[Referring expression data]

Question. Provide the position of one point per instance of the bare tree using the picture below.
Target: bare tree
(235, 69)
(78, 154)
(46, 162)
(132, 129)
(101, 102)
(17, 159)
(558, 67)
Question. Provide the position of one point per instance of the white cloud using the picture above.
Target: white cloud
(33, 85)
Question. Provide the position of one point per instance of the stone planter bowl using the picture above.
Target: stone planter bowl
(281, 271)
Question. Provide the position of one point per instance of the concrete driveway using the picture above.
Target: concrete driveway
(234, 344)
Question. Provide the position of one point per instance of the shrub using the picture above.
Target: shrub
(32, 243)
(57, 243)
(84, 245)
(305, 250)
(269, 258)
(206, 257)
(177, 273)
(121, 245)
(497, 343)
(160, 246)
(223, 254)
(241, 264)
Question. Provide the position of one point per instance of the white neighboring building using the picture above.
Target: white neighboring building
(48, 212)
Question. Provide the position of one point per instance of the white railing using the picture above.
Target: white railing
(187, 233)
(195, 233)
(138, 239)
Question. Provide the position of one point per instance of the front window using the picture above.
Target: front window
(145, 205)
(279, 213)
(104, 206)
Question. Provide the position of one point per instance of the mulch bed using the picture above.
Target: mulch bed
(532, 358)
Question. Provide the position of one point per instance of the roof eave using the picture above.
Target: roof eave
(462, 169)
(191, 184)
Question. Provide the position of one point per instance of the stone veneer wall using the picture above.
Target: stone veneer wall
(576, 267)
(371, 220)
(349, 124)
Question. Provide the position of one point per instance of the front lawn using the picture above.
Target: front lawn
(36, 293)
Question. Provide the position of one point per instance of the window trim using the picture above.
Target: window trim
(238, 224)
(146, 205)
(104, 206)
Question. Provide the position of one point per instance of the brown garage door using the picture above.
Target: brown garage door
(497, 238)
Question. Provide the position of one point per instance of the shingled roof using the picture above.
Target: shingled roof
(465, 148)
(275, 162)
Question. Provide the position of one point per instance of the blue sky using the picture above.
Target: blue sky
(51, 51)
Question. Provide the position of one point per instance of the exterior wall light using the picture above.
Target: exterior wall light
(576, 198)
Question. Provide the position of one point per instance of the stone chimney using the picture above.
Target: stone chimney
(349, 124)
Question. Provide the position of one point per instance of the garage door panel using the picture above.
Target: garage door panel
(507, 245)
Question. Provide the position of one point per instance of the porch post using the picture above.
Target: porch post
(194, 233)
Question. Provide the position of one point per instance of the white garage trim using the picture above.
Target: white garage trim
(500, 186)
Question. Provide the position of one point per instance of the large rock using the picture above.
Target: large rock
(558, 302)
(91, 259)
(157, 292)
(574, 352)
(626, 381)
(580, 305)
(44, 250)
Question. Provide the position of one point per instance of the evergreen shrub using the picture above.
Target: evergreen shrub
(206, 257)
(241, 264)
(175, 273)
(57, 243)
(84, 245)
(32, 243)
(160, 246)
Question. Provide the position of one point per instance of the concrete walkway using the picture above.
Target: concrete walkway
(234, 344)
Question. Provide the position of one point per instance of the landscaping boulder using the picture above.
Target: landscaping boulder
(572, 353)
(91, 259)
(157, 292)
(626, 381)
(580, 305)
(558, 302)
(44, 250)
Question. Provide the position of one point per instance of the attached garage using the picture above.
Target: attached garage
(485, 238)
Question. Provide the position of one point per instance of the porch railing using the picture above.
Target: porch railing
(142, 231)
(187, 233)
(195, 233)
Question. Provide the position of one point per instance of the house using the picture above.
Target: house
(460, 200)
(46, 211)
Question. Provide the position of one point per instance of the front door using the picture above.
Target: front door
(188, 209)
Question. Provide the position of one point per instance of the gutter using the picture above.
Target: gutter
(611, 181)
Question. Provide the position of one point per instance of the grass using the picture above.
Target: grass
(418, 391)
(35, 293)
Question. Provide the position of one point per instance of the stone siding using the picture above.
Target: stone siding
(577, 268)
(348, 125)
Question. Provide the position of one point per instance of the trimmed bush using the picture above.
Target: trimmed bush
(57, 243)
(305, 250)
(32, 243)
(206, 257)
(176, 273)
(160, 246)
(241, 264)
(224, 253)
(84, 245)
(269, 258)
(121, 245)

### [What the task requires]
Please transcribe all of the data above exactly.

### [Reply to the task]
Question. Provide the position of one point per instance of the bare tree using the picture below.
Target: bare tree
(235, 69)
(78, 154)
(46, 162)
(132, 129)
(101, 102)
(17, 159)
(558, 67)
Question. Provide the position of one point per instance of the white cloud using the picture above.
Target: white cloud
(33, 85)
Question. Provide the position of one point per instance of the stone planter bowl using the picture above.
Target: stone planter bowl
(281, 271)
Question. Provide the position of one point per instance of the concrete driveway using the picture above.
Target: concrete driveway
(234, 344)
Question. Provide the position of one point per instance of the shrub using the picture above.
Target: shrub
(32, 243)
(57, 243)
(84, 245)
(305, 250)
(269, 258)
(206, 257)
(177, 273)
(121, 245)
(497, 343)
(160, 246)
(223, 254)
(241, 264)
Question. Provide the position of one point per instance of the white neighboring building using the picture above.
Target: white neighboring building
(48, 212)
Question. Provide the position of one point per instance of the white railing using the picture above.
Target: white railing
(187, 233)
(195, 233)
(138, 239)
Question. Provide the position of one point per instance of the front window using the picture above.
Target: front window
(145, 205)
(279, 213)
(104, 206)
Question. Provide the position of one point per instance of the mulch bed using the picture above.
Target: mulch bed
(532, 358)
Question. Provide the position of one point per instance of the roof eave using the picture above.
Target: roof eave
(462, 169)
(191, 184)
Question. Provide the position of one point per instance of the stone veneer wall using the picture above.
Target: stone veneer wall
(576, 267)
(371, 220)
(349, 124)
Question. Provide the position of one point per instance of the front lawn using the picture above.
Target: front lawn
(36, 293)
Question. Provide the position of one point per instance of the window trim using the picture above.
Target: window trim
(238, 224)
(146, 205)
(104, 206)
Question. Provide the position of one point per instance of the brown garage door using the picture above.
Target: brown garage door
(497, 238)
Question. Provide the position of one point per instance of the shingled roof using the picture above.
Target: shingled roof
(465, 148)
(275, 162)
Question. Provide the position of one point per instance of the blue sky using the picture above.
Target: blue sky
(51, 51)
Question. Provide the position of one point per instance of the exterior wall light using the picture above.
Target: exterior wall light
(576, 198)
Question. Provide the position of one point per instance of the stone chimney using the picture above.
Target: stone chimney
(349, 124)
Question. Provide the position of one point per instance of the garage door panel using the picture above.
Target: garage door panel
(507, 245)
Question. Provide the position of one point per instance of the porch post using the picture above.
Target: porch post
(194, 233)
Question. Provide the position of one point per instance of the white garage trim using the picture above.
Target: white garage trim
(500, 186)
Question. Provide the position of one point per instance of the large rock using the picture above.
Target: large rock
(558, 302)
(91, 259)
(157, 292)
(574, 352)
(626, 381)
(580, 305)
(44, 250)
Question. Provide the position of one point per instance of the evergreen shrub using the picture above.
Target: evergreen shrub
(206, 257)
(241, 264)
(175, 273)
(57, 243)
(84, 245)
(32, 243)
(160, 246)
Question. Provide the position of one point per instance of the concrete walkway using the picture above.
Target: concrete walkway
(234, 344)
Question. Provide the position of one point per instance of the landscaping boulder using the picture above.
Target: landscaping boulder
(572, 353)
(91, 259)
(157, 292)
(626, 381)
(580, 305)
(558, 302)
(44, 250)
Question. Provide the position of one point per instance of the attached garage using the picture above.
Target: attached garage
(485, 238)
Question. Provide the position of one point per instance of the porch railing using the picture above.
Target: porch railing
(142, 231)
(187, 233)
(195, 233)
Question. Provide the position of one point per instance of the house using the picture above.
Target: house
(460, 200)
(46, 211)
Question. Provide the position of one point per instance of the front door using the picture above.
Target: front door
(188, 209)
Question. Provide the position of one point per instance of the gutter using the picture above.
Target: gutter
(611, 181)
Question. Provide the position of one point per instance of the grass using the picture above.
Target: grass
(418, 391)
(35, 293)
Question. Provide the position of one point per instance of the stone siding using the picture above.
Target: stone siding
(577, 268)
(348, 125)
Question. Provide the position of one point per instance of the trimmed bush using the picture above.
Target: trimmed bush
(57, 243)
(305, 250)
(32, 243)
(206, 257)
(176, 273)
(160, 246)
(241, 264)
(224, 253)
(84, 245)
(269, 258)
(121, 245)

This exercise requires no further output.